**Items for labeling shapes in pictures**:

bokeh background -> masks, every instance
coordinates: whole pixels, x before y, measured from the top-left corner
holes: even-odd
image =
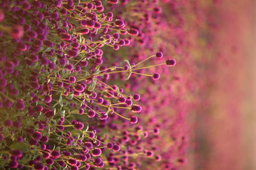
[[[213,48],[201,55],[215,59],[202,78],[207,104],[188,117],[195,133],[185,169],[256,169],[255,6],[235,0],[207,7]]]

**TASK DETAILS**: Present every line of the entries above as a numbered list, skipping blank lines. Leave the pictures out of your answer.

**TASK OUTPUT**:
1. bokeh background -> masks, every instance
2. coordinates: whole pixels, x before y, measured from the top-left corner
3. holes: even-odd
4. image =
5. [[[213,48],[201,55],[215,59],[202,78],[207,104],[188,117],[195,133],[185,169],[256,169],[255,6],[235,0],[207,7]]]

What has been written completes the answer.